What you need to do —
In the passage below on spiking-network learning, which motoneuron was activated to implement operant conditioning?

Excerpted passage —
• • • • •
Condition (1) agrees with our previous findings showing that the network rearrangement under stimulation takes place in a certain interval of the noise intensity (Lobov S. A. et al., 2017). At low noise intensity, the neuronal activation may not reach the level necessary for STDP-ordered pre and post-synaptic spiking. At high noise intensity, random STDP events dominate and break learning (see Supplementary Figure S1). Condition (2) expresses competition between the synapses involved in the associations increasing the SNN selectivity. Thus, competition plays a positive role in learning, unlike the case study reported previously (Lobov S. et al., 2017b). Condition (3) implies a reduction of the SNN selectivity due to a negative effect that STDP can have on the synaptic couplings between CS neurons (w21 and w12). Condition (4) leads to competition between neurons “for the right” to be activated and, as a result, to an increase in the selectivity of the connections of the right and left channels.
Operant or Instrumental Conditioning
Animals learn behaviors through active interaction with the environment. To model such natural learning, we use operant (or instrumental) conditioning. To implement it, we activated motoneuron N7 (Figures 1B,C) responsible for forward movement and introduced the robot in an arena with several obstacles (Figure 5A).
• • • • •
Information provided —
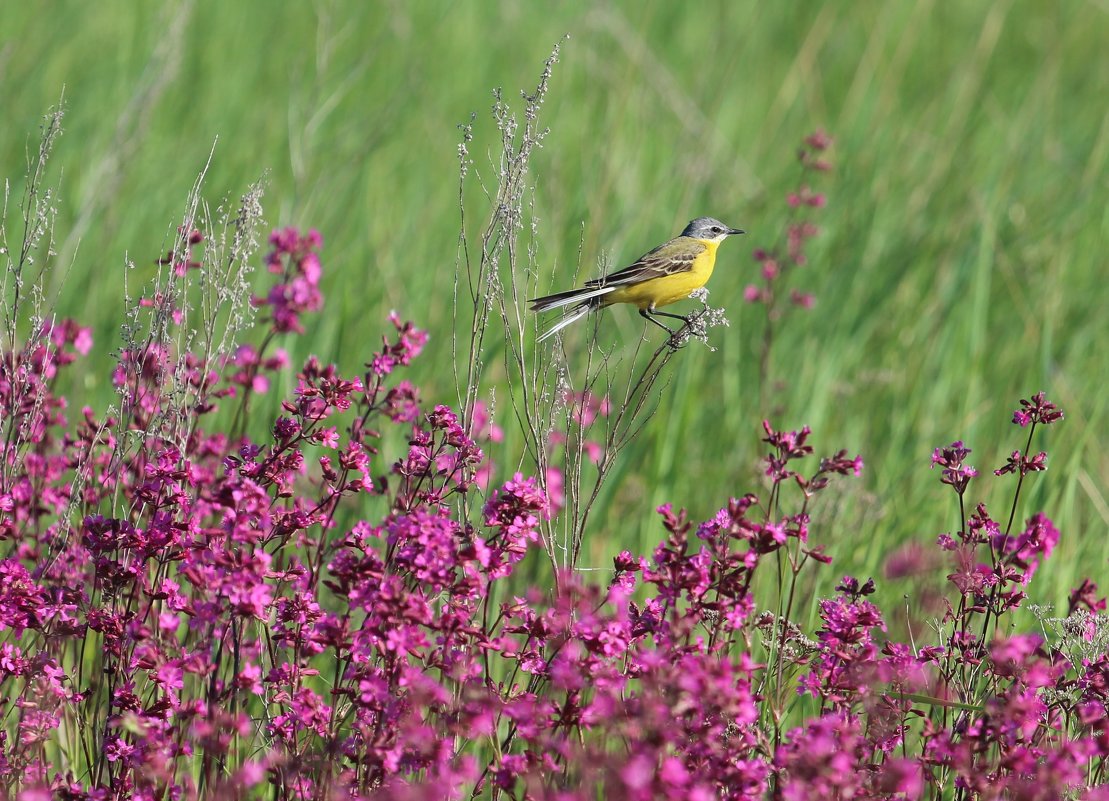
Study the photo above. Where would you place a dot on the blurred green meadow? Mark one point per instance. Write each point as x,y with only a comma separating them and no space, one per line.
• • • • •
The solution —
Motoneuron N7, the one responsible for forward movement.